**Fragmento seleccionado**

Aquí resalta que «nuestro cuerpo es una ‘farmacia interna'» y nuestro cerebro no sólo detecta dolor, sino que también puede fabricar analgésicos naturales potentes, como las endorfinas, la serotonina, o la dopamina, entre otras, pero sólo si recibe el mensaje adecuado. Menciona la importancia de confiar en los tratamientos y del famoso efecto placebo, que tiene «base biológica concreta y firme», tal y como subraya.
«El efecto placebo es una de las respuestas de nuestro organismo a cualquier tratamiento de rehabilitación o farmacológico, que tiene efectos más que demostrados. Es fundamental conocer que este efecto no es producto de la casualidad, sino que siempre que nos sometemos a un tratamiento y tenemos confianza o predisposición a que funcionará, todo irá mejor. Es más fácil si confiamos en él que si no lo hacemos. Esa manera de afrontar el tratamiento permite que las hormonas que deprimen al sistema inmunitario, como las relacionadas con el estrés, desciendan y permitan que este trabaje a pleno rendimiento, encargado de procesos de recuperación y regeneración del cuerpo», relata el doctor Juan Manuel Felices.
DI SÍ AL POSITIVISMO Y A LA CONFIANZA EN EL DÍA A DÍA
También, según prosigue este divulgador científico en redes sociales, si tenemos confianza tendremos una mayor adherencia al tratamiento, «otro componente fundamental para afrontar el día a día».
«Ser positivo, querer que las cosas salgan bien y luchar por ello nos predispone a tener actividades que nos ayuden a estar mejor. La gente desconoce la cascada que se genera a nivel hormonal y de neurotransmisores, beneficiando nuestra salud, cuando somos agradecidos y sonreímos. Hay mediadores del bienestar en nuestro cuerpo que, cuando somos positivos, nos ayudan a seguir siéndolo», sostiene.
Describe además un ‘feedback positivo’, de manera que esta cascada hormonal que se activa en el cuerpo, al interactuar con los demás, les transmite esa actitud. «Si reciben ‘inputs positivos’, esas personas tendrán predisposición a actuar de manera positiva», asegura Felices.

**Datos disponibles**
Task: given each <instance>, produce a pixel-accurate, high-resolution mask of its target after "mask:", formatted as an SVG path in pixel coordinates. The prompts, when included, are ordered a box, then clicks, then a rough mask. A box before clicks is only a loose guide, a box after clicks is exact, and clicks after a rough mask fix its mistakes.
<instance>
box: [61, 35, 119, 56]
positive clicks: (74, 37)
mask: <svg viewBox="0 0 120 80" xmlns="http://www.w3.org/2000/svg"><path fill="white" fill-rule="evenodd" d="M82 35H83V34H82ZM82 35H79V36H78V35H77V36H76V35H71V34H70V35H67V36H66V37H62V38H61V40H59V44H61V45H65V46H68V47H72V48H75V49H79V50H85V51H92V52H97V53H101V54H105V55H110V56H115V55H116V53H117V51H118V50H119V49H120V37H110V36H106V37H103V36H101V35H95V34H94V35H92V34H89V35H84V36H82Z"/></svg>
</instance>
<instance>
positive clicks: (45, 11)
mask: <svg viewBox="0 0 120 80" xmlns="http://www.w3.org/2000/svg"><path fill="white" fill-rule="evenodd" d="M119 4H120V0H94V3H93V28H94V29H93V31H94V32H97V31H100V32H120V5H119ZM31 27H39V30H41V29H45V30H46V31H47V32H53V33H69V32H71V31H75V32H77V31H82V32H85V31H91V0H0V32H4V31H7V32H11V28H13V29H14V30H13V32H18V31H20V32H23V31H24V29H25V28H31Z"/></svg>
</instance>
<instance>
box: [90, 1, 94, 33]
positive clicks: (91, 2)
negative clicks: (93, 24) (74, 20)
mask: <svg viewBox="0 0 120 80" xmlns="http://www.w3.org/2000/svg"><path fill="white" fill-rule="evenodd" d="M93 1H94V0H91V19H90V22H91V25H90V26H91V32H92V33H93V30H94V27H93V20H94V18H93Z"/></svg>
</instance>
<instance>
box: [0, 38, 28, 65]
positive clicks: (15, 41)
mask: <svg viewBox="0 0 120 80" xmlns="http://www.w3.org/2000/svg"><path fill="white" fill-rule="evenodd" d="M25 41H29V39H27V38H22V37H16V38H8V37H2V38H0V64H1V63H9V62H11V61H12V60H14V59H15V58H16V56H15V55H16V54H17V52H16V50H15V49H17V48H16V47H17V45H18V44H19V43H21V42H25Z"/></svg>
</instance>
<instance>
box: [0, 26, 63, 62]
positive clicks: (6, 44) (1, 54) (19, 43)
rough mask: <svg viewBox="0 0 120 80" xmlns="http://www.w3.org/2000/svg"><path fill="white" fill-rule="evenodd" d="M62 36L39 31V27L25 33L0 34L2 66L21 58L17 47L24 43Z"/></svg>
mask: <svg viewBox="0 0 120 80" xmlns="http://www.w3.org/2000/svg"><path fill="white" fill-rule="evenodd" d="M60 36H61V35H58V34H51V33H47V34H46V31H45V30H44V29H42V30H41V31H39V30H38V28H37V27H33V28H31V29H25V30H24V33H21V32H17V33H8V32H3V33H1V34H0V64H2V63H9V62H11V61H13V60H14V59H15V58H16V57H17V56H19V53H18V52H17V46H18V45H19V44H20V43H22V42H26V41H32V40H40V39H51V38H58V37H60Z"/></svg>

**Lista de tareas**
[1] Responda, según el fragmento sobre el efecto placebo, las siguientes preguntas:
(a) ¿Qué analgésicos naturales puede fabricar el cerebro?
(b) ¿Qué hormonas descienden cuando se afronta el tratamiento con confianza?
(c) Además de favorecer la recuperación, ¿qué otra consecuencia tiene la confianza respecto al tratamiento?
[2] Explique, según el fragmento sobre el efecto placebo, por qué confiar en un tratamiento favorece la recuperación.
[3] Prosiga el fragmento sobre el efecto placebo a partir de donde termina.

**Respuestas por ítem**
[1]
(a) Las endorfinas, la serotonina o la dopamina, entre otras.
(b) Las hormonas que deprimen al sistema inmunitario, como las relacionadas con el estrés.
(c) Una mayor adherencia al tratamiento.

[2] Afrontar el tratamiento con confianza hace descender las hormonas que deprimen al sistema inmunitario, como las relacionadas con el estrés. Así, el sistema inmunitario, encargado de los procesos de recuperación y regeneración del cuerpo, puede trabajar a pleno rendimiento.

[3]
«Si tuviéramos más querencia por dar cariño o positividad, lo más seguro es que eso nos regrese. Pero si perdemos esa querencia y tenemos una actitud que nos cuesta mostrar positividad o cariño a familiares y amigos, nos irá peor. Es bueno para llevar una vida sana demostrar a los demás que nos gustan, que disfrutamos de su compañía, como hacen los perros, que son agradables y para muchos un miembro más de la familia, mostrándonos su alegría y positividad», remarca.
En este libro, igualmente apunta a la amistad, recordando que se trata de «la medicina centenaria que nos recetó Epicuro», enfatizando que un amigo puede favorecer nuestra salud porque no sólo puede ser nuestro compañero de entrenamientos, sino que va a estar ahí cuando lo necesitemos, por ejemplo, al ir al médico o someterse a un tratamiento oncológico.
Asimismo, indica que dentro de ese proyecto de vida sana también funcionan las ‘dosis de realidad inversa’, subrayando que nuestro «marco de referencia emocional cambia cuando tomas conciencia de que, en el gran bazar del sufrimiento humano, tu queja está bien lejos del escaparate; la gratitud activa circuitos neuronales relacionados con las emociones positivas y la conexión social, y actúa como un contrapeso natural a la ansiedad y a la depresión».
DE DÓNDE VENIMOS INFLUYE Y LA MÚSICA QUE ESCUCHAMOS
También menciona que los lugares a los que desarrollamos un vínculo afectivo pueden tener efectos positivos reales sobre nuestra salud mental, e incluso física: «Volver a casa de vez en cuando puede ser una medicina poderosa. Un viaje de regreso a tu tierra puede renovar tu motivación, recordarte por qué empezaste tu aventura y darte fuerzas para continuar. Tus raíces curan porque estar allí es como abrazar a tu niño interior y decirle ‘estás a salvo'».
Finalmente, señala que la música es un analgésico natural. «Sus beneficios alcanzan hasta funciones vitales y, gracias a ella, puede disminuir la mortalidad. (…) La música es una medicina del alma para la vida cotidiana. (…) Escuchar música nos puede ayudar diariamente. Es un conductor de emociones, capaz de transformarlas. Hay mucha investigación al respecto», concluye.